### WHAT YOU SHOULD DO
Reproduce each of the following entries word for word, keeping every line exactly as it appears.

### LISTED ENTRIES
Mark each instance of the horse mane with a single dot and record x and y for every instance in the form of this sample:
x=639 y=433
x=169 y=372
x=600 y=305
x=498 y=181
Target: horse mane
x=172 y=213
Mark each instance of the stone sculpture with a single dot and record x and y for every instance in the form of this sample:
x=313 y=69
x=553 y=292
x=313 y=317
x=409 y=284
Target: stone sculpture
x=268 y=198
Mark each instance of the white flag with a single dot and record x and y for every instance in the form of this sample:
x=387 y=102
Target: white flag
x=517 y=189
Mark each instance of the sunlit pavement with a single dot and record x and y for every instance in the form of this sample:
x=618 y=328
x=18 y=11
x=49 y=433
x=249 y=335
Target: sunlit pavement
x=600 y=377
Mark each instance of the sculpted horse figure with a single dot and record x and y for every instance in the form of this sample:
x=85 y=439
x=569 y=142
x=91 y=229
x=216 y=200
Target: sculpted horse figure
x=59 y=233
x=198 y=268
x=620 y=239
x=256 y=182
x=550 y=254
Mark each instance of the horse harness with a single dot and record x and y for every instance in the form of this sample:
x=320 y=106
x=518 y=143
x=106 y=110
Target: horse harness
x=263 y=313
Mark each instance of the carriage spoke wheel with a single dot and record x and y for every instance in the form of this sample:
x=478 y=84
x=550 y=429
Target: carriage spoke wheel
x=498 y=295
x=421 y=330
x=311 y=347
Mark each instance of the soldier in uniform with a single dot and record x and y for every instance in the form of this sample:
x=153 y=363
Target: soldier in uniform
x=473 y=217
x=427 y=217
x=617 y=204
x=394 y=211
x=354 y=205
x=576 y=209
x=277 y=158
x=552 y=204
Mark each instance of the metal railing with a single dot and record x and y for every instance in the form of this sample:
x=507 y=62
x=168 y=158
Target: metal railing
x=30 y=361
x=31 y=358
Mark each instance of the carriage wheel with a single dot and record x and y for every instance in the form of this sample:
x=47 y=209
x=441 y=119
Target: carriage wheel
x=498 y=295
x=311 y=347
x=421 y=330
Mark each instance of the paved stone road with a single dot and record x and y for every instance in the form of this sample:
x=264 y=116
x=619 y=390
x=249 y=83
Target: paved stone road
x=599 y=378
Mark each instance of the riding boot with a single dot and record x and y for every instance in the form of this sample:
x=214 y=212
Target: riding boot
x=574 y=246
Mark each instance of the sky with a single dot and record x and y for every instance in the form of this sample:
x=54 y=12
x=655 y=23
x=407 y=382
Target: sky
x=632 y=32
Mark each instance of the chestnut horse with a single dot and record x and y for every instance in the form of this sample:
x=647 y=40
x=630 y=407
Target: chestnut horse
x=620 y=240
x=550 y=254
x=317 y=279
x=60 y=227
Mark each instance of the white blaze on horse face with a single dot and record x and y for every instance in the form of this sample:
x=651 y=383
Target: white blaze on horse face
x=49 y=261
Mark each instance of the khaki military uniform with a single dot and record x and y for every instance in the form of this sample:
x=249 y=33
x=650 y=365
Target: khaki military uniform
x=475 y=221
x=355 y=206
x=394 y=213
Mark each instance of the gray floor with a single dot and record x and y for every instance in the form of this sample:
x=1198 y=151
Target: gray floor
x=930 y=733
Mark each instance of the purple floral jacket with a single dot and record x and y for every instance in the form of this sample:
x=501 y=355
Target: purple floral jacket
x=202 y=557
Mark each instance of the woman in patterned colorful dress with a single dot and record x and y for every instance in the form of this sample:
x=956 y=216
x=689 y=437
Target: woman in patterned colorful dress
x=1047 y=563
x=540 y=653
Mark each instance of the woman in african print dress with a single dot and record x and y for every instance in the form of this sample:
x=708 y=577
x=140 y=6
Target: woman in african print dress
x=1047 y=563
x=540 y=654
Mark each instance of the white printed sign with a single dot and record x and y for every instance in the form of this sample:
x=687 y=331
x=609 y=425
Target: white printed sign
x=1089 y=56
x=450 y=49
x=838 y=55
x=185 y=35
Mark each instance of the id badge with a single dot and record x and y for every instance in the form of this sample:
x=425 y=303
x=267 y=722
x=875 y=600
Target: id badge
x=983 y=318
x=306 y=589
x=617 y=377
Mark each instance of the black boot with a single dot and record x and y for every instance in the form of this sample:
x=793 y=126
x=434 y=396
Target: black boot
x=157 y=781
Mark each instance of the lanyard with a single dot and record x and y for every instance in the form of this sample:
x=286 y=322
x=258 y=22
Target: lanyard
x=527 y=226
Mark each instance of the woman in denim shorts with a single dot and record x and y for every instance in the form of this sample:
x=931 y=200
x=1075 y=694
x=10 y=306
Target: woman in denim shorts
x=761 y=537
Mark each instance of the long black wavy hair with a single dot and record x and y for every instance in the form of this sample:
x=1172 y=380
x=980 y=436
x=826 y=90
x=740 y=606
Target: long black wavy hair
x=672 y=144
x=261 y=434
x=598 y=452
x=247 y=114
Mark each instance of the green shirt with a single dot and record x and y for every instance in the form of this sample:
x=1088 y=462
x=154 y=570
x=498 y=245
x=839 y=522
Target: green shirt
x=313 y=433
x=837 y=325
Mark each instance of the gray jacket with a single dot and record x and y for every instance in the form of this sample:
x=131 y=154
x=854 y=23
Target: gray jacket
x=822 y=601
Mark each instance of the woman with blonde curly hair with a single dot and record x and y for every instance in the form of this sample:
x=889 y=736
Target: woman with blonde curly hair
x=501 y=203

### COMPLETED TASK
Mark each instance of the horse mane with a single dot and record x and y for every instance in the form of this sample:
x=639 y=433
x=169 y=372
x=600 y=305
x=498 y=181
Target: horse mane
x=172 y=213
Mark each instance of the stone sculpture with a single dot and record x and y for every instance in the form of this sample:
x=313 y=69
x=553 y=292
x=313 y=317
x=409 y=284
Target: stone sculpture
x=268 y=198
Mark each instance of the white flag with a single dot and record x and y for every instance in the form of this sample:
x=387 y=102
Target: white flag
x=517 y=189
Mark each instance of the sunlit pavement with a single dot and record x and y for every instance in the form of this sample:
x=618 y=328
x=18 y=11
x=49 y=433
x=249 y=335
Target: sunlit pavement
x=600 y=377
Mark each instance of the sculpted horse figure with a single dot and record x and y for every instance in the form of this sample:
x=85 y=439
x=569 y=142
x=91 y=229
x=216 y=200
Target: sculpted horse figure
x=59 y=233
x=198 y=268
x=620 y=239
x=256 y=182
x=550 y=254
Mark each instance of the horse harness with a single dot and record x and y for every instance in the form of this sample:
x=320 y=106
x=518 y=143
x=106 y=110
Target: horse harness
x=263 y=313
Mark each instance of the carriage spoke wheel with a single dot and record x and y for every instance in the form of this sample:
x=478 y=84
x=550 y=429
Target: carriage spoke wheel
x=498 y=295
x=421 y=330
x=311 y=347
Mark each instance of the soldier in uniform with a single dot and record x and y for every instance in the form of this sample:
x=153 y=363
Target: soldier in uniform
x=473 y=217
x=427 y=217
x=617 y=204
x=394 y=211
x=354 y=205
x=576 y=209
x=277 y=158
x=552 y=204
Mark each instance of the metal railing with a single dot and record x and y for every instance in the form of this sample:
x=507 y=62
x=168 y=158
Target: metal railing
x=30 y=361
x=31 y=358
Mark each instance of the carriage wheel with a single dot and record x and y for every instance in the form of this sample:
x=47 y=209
x=441 y=119
Target: carriage wheel
x=498 y=295
x=311 y=347
x=421 y=330
Mark each instance of the paved stone road with a single dot and record x and y for every instance in the form of this sample:
x=264 y=116
x=619 y=390
x=249 y=83
Target: paved stone road
x=599 y=378
Mark each instance of the riding boot with a single dot and record x and y for every instance in the form of this sample:
x=214 y=212
Target: riding boot
x=574 y=246
Mark each instance of the sky with a single dot and record x and y for every instance in the form of this sample:
x=54 y=12
x=655 y=23
x=407 y=382
Target: sky
x=632 y=32
Mark each instance of the chestnut horse with a single dot and record x and y for every instance in the form of this sample:
x=647 y=40
x=630 y=407
Target: chestnut horse
x=620 y=240
x=550 y=254
x=317 y=279
x=60 y=227
Mark each instance of the white blaze on horse face with a single dot and record x and y for every instance in the form of this sample:
x=651 y=383
Target: white blaze on horse face
x=49 y=261
Mark each instance of the khaki military uniform with a single dot and record x and y for every instance in the form of this sample:
x=249 y=33
x=650 y=365
Target: khaki military uniform
x=475 y=221
x=355 y=206
x=394 y=213
Mark each instance of the gray floor with a single dot and record x and y for every instance in the form of this sample:
x=1198 y=151
Target: gray floor
x=930 y=733
Mark each instance of the purple floral jacket with a single dot and record x and y for every instance in the form of this sample:
x=501 y=355
Target: purple floral jacket
x=202 y=557
Mark each instance of the woman in patterned colorful dress with a single dot and record x and y for every instance in the form of this sample:
x=956 y=216
x=689 y=437
Target: woman in patterned colorful dress
x=1047 y=563
x=540 y=653
Mark each instance of the woman in african print dress with a single dot and record x and y for every instance in the form of this sample:
x=708 y=577
x=140 y=6
Target: woman in african print dress
x=1047 y=563
x=540 y=654
Mark each instance of the white printed sign with a single dot and record x and y for every instance in the form of this sample:
x=687 y=331
x=609 y=425
Target: white printed sign
x=1089 y=56
x=450 y=49
x=838 y=55
x=185 y=35
Mark each instance of the id badge with a single dot and record x and y for every instance in the form of this sample:
x=425 y=303
x=267 y=722
x=875 y=600
Target: id badge
x=983 y=318
x=306 y=589
x=617 y=377
Mark each instance of the black boot with a single dot and record x and y for every instance in the form of this sample:
x=793 y=126
x=434 y=396
Target: black boot
x=157 y=781
Mark each instance of the lanyard with a single dot and record x and y for every instance in the form of this sample:
x=286 y=322
x=258 y=22
Target: lanyard
x=527 y=226
Mark each instance of the woman in denim shorts with a single dot and record x and y for every instance in the form of this sample:
x=931 y=200
x=1075 y=694
x=10 y=306
Target: woman in denim shorts
x=761 y=537
Mark each instance of the long black wavy hair with a single dot and record x and y for every instance in the form of this sample:
x=1172 y=380
x=980 y=436
x=826 y=90
x=740 y=606
Target: long black wavy hair
x=672 y=144
x=261 y=434
x=598 y=452
x=247 y=114
Mark each instance of the green shirt with a single dot and record x and y for every instance in the form of this sample:
x=1088 y=462
x=154 y=570
x=498 y=245
x=839 y=522
Target: green shirt
x=313 y=433
x=837 y=325
Mark each instance of the gray jacket with a single dot and record x and y for every instance in the form of this sample:
x=131 y=154
x=854 y=23
Target: gray jacket
x=822 y=601
Mark each instance of the woman with blonde curly hair with a single dot and record x and y for every instance in the form of this sample:
x=889 y=736
Target: woman with blonde curly hair
x=501 y=203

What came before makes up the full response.